(Free-text object descriptions)
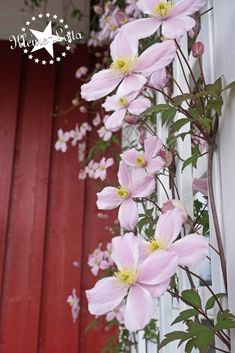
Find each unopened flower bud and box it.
[159,149,173,167]
[95,63,102,70]
[124,115,139,125]
[72,98,79,106]
[93,5,103,15]
[192,41,204,58]
[79,106,87,114]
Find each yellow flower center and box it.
[148,239,167,253]
[119,97,128,106]
[155,1,173,17]
[135,155,146,167]
[99,165,105,171]
[115,270,136,284]
[110,24,117,31]
[116,186,129,199]
[111,57,133,74]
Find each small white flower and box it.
[75,66,88,79]
[67,289,80,323]
[92,113,101,127]
[55,129,70,153]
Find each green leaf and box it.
[205,293,226,311]
[161,107,177,126]
[172,93,194,105]
[206,76,222,94]
[170,118,191,133]
[181,290,202,309]
[182,155,199,172]
[222,80,235,92]
[159,331,187,349]
[171,309,198,325]
[185,339,196,353]
[215,309,235,330]
[142,103,170,116]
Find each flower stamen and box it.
[135,155,146,167]
[116,186,129,199]
[115,270,136,284]
[155,1,173,17]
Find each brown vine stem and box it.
[180,266,224,312]
[208,144,228,292]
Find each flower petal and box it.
[105,109,126,131]
[137,0,158,14]
[170,234,208,266]
[131,175,155,198]
[124,284,154,331]
[162,16,195,39]
[137,250,177,285]
[135,40,176,74]
[169,0,206,17]
[128,97,151,115]
[86,277,128,316]
[142,279,170,298]
[155,208,183,245]
[118,198,139,230]
[111,233,139,271]
[118,161,132,190]
[122,17,160,40]
[103,95,120,112]
[97,186,122,210]
[146,156,165,174]
[110,31,138,60]
[118,74,147,96]
[121,148,139,167]
[81,69,123,101]
[144,136,163,159]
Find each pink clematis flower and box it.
[106,303,124,323]
[121,136,165,174]
[85,160,98,178]
[121,0,206,40]
[192,178,208,196]
[94,157,114,181]
[97,161,155,230]
[55,129,70,153]
[103,88,151,131]
[140,208,208,267]
[86,233,178,331]
[81,31,176,101]
[162,199,188,223]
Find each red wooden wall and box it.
[0,41,118,353]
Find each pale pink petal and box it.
[106,311,116,322]
[110,31,138,60]
[97,186,122,210]
[118,74,147,96]
[81,69,123,101]
[144,136,163,159]
[124,284,154,331]
[192,178,208,195]
[137,0,162,15]
[128,97,151,115]
[121,149,139,167]
[131,175,155,198]
[86,277,128,315]
[103,95,120,112]
[135,40,176,74]
[146,156,165,174]
[118,199,139,230]
[118,161,132,190]
[170,234,208,266]
[169,0,206,17]
[111,233,139,271]
[149,68,167,90]
[155,208,183,245]
[137,250,177,285]
[105,109,126,132]
[105,158,114,168]
[162,16,195,39]
[121,18,160,39]
[142,279,170,298]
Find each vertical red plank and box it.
[0,58,55,353]
[78,131,120,352]
[0,42,22,301]
[38,45,89,353]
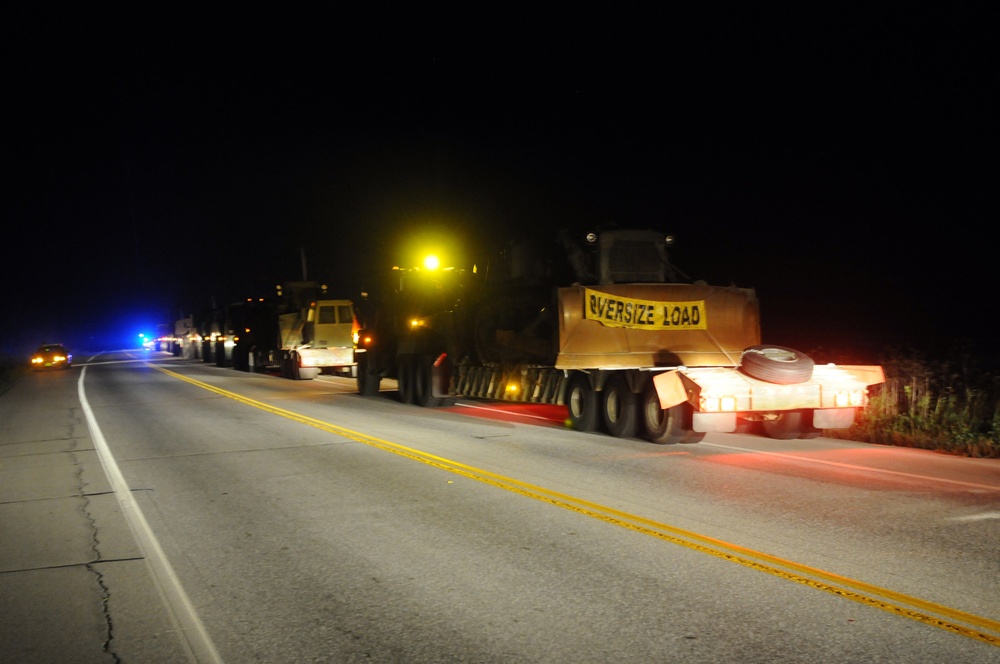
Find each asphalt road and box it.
[2,351,999,663]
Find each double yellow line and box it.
[150,363,1000,647]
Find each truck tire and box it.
[233,346,249,371]
[602,374,638,438]
[356,353,381,396]
[641,381,704,444]
[566,372,599,432]
[289,352,302,380]
[413,354,437,407]
[739,345,814,385]
[762,410,804,439]
[397,354,415,404]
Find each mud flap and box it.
[692,411,737,433]
[812,408,856,429]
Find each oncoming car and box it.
[30,344,73,370]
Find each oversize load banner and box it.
[584,288,708,330]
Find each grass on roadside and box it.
[831,345,1000,458]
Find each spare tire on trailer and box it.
[739,345,814,385]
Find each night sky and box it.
[3,7,994,361]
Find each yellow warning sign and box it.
[583,288,707,330]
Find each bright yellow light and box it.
[423,255,440,270]
[506,383,519,394]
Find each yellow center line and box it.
[148,363,1000,647]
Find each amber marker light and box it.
[700,395,738,412]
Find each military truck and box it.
[354,228,883,443]
[215,281,357,380]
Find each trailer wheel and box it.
[641,381,704,444]
[356,353,381,396]
[798,410,823,439]
[566,373,599,432]
[762,410,804,440]
[602,374,638,438]
[739,345,814,384]
[397,354,415,404]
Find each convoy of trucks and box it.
[353,228,884,443]
[155,227,882,444]
[158,281,357,380]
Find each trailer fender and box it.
[652,370,689,410]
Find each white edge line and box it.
[702,441,999,491]
[78,366,224,664]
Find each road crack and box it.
[71,448,122,664]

● WHAT THE EXERCISE ASKS
Beginning with the line that has "Find each night sky and box it.", set down each line through the last one above, exactly, and nothing else.

● EXERCISE OUTPUT
Find each night sky and box it.
[3,7,994,361]
Find each yellow warning sign and box it.
[583,288,707,330]
Find each bright yellow light and box it.
[423,255,440,270]
[506,383,519,394]
Find each yellow center line and box it.
[148,363,1000,647]
Find each amber marker light and box it.
[700,395,738,412]
Find each military truck and box it.
[354,228,883,443]
[215,281,357,380]
Find each trailer wheel and box it.
[641,381,704,444]
[356,353,381,396]
[798,410,823,439]
[566,373,599,432]
[762,410,804,440]
[602,374,638,438]
[739,345,814,384]
[397,354,415,404]
Find each convoy of trucks and box it.
[353,228,884,443]
[155,227,882,444]
[158,281,357,380]
Find each trailer fender and box it.
[652,370,689,410]
Find each white edge line and box it.
[702,441,999,491]
[78,366,224,664]
Find each road crack and box it.
[71,448,122,664]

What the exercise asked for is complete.